[[ Records for this task, beginning ]]

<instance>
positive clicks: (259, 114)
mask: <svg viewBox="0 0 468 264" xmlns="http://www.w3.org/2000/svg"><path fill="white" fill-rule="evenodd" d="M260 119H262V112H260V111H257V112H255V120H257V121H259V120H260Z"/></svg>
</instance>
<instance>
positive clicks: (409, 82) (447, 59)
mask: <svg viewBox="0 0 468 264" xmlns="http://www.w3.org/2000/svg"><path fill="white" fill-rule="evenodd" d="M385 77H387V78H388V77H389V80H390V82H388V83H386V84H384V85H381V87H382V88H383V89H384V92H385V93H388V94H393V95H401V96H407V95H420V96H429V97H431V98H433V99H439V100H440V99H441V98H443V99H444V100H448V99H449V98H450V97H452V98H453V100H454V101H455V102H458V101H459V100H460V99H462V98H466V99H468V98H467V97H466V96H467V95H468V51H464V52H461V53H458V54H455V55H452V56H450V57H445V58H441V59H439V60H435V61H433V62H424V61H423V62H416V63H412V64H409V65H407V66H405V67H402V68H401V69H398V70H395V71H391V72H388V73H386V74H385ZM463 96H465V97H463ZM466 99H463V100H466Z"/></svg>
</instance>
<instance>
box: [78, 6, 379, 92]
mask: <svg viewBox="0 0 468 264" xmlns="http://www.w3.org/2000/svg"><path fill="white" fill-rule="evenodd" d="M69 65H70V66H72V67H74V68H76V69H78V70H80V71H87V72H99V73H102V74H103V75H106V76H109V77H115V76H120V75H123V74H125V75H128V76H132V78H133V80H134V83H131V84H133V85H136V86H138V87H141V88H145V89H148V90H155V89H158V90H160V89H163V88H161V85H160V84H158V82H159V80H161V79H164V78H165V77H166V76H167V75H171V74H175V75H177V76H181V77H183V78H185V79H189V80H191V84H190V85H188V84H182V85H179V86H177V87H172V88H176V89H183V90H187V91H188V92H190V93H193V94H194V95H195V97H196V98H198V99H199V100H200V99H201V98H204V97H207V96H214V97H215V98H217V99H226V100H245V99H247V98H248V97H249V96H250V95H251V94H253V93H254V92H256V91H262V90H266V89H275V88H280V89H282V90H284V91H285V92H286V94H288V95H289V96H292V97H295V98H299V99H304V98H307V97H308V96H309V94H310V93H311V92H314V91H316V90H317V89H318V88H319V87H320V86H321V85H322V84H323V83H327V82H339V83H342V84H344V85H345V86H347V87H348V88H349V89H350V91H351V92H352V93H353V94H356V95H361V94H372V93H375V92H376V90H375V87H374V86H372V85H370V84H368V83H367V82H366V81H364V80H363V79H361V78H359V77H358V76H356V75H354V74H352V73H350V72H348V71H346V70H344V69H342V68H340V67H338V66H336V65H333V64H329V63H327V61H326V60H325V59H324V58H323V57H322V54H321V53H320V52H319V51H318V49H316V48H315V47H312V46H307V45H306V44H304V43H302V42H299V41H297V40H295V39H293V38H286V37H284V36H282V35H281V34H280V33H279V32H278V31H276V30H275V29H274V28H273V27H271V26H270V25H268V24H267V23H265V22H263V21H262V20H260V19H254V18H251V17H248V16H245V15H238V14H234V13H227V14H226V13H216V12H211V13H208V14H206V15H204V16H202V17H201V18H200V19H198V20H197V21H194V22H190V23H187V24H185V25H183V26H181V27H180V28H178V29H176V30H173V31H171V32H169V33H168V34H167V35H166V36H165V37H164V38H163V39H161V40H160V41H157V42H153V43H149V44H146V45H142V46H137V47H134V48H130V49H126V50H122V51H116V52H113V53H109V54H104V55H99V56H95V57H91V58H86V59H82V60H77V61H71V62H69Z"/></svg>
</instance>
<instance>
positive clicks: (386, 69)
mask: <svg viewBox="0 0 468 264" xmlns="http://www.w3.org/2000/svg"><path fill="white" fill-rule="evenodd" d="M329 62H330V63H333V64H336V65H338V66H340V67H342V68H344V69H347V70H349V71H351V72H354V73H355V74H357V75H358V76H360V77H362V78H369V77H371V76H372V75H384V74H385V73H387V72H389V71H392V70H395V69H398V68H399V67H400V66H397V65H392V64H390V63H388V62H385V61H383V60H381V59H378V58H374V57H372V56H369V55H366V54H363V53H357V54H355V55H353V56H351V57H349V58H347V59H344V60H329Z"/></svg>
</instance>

[[ Records for this task, end ]]

Give every record again, exactly as it reads.

» **Answer space**
<instance>
positive clicks: (259, 114)
mask: <svg viewBox="0 0 468 264" xmlns="http://www.w3.org/2000/svg"><path fill="white" fill-rule="evenodd" d="M260 119H262V112H260V111H257V112H255V120H257V121H259V120H260Z"/></svg>
</instance>
<instance>
positive clicks: (409, 82) (447, 59)
mask: <svg viewBox="0 0 468 264" xmlns="http://www.w3.org/2000/svg"><path fill="white" fill-rule="evenodd" d="M385 77H387V78H388V77H389V80H390V82H388V83H386V84H384V85H381V87H382V88H383V89H384V92H385V93H388V94H393V95H401V96H407V95H420V96H429V97H431V98H433V99H439V100H440V99H441V98H443V99H444V100H448V99H449V98H450V97H452V98H453V100H454V101H455V102H458V101H459V100H460V99H462V98H466V99H468V98H467V97H466V96H467V95H468V51H464V52H461V53H458V54H455V55H452V56H450V57H445V58H441V59H439V60H435V61H433V62H424V61H423V62H416V63H412V64H409V65H407V66H405V67H402V68H401V69H398V70H395V71H391V72H388V73H386V74H385ZM463 96H465V97H463ZM466 99H463V100H466Z"/></svg>
</instance>
<instance>
box: [78, 6, 379, 92]
mask: <svg viewBox="0 0 468 264" xmlns="http://www.w3.org/2000/svg"><path fill="white" fill-rule="evenodd" d="M69 65H70V66H72V67H74V68H76V69H78V70H80V71H87V72H99V73H102V74H103V75H106V76H109V77H115V76H120V75H123V74H125V75H128V76H132V78H133V80H134V83H131V84H133V85H136V86H138V87H141V88H145V89H148V90H155V89H158V90H160V89H163V88H161V85H160V84H158V82H159V80H161V79H164V78H165V77H166V76H167V75H171V74H175V75H177V76H181V77H183V78H185V79H189V80H191V84H190V85H188V84H182V85H179V86H177V87H172V88H176V89H183V90H187V91H188V92H190V93H193V94H194V95H195V97H196V98H198V99H199V100H200V99H201V98H204V97H207V96H214V97H215V98H217V99H226V100H245V99H247V98H248V97H249V96H250V95H251V94H253V93H254V92H256V91H262V90H266V89H275V88H280V89H282V90H284V91H285V92H286V94H288V95H289V96H292V97H295V98H299V99H304V98H307V97H308V96H309V94H310V93H311V92H314V91H316V90H317V89H318V88H319V87H320V86H321V85H322V84H323V83H327V82H339V83H342V84H344V85H345V86H347V87H348V88H349V89H350V91H351V92H352V93H353V94H356V95H361V94H372V93H375V92H376V90H375V87H374V86H372V85H370V84H368V83H367V82H366V81H364V80H363V79H361V78H359V77H358V76H356V75H354V74H352V73H350V72H348V71H346V70H344V69H342V68H340V67H338V66H336V65H333V64H329V63H327V61H326V60H325V59H324V58H323V57H322V54H321V53H320V52H319V51H318V49H316V48H315V47H312V46H307V45H306V44H304V43H302V42H299V41H297V40H295V39H293V38H286V37H284V36H282V35H281V34H280V33H279V32H278V31H276V30H275V29H274V28H273V27H271V26H270V25H268V24H267V23H265V22H263V21H262V20H260V19H254V18H251V17H248V16H245V15H238V14H234V13H227V14H226V13H216V12H211V13H208V14H206V15H204V16H202V17H201V18H200V19H198V20H197V21H194V22H190V23H187V24H185V25H183V26H181V27H180V28H178V29H176V30H173V31H171V32H169V33H168V34H167V35H166V36H165V37H164V38H163V39H161V40H160V41H157V42H153V43H149V44H146V45H142V46H137V47H134V48H130V49H126V50H122V51H116V52H113V53H109V54H104V55H99V56H95V57H91V58H86V59H82V60H77V61H71V62H69Z"/></svg>
</instance>
<instance>
positive clicks: (386, 69)
mask: <svg viewBox="0 0 468 264" xmlns="http://www.w3.org/2000/svg"><path fill="white" fill-rule="evenodd" d="M329 62H330V63H333V64H336V65H338V66H340V67H342V68H344V69H347V70H349V71H351V72H354V73H355V74H357V75H358V76H360V77H362V78H369V77H371V76H372V75H384V74H385V73H387V72H389V71H392V70H395V69H398V68H399V67H400V66H397V65H392V64H390V63H388V62H385V61H383V60H381V59H378V58H374V57H372V56H369V55H366V54H363V53H357V54H355V55H353V56H351V57H349V58H347V59H344V60H329Z"/></svg>
</instance>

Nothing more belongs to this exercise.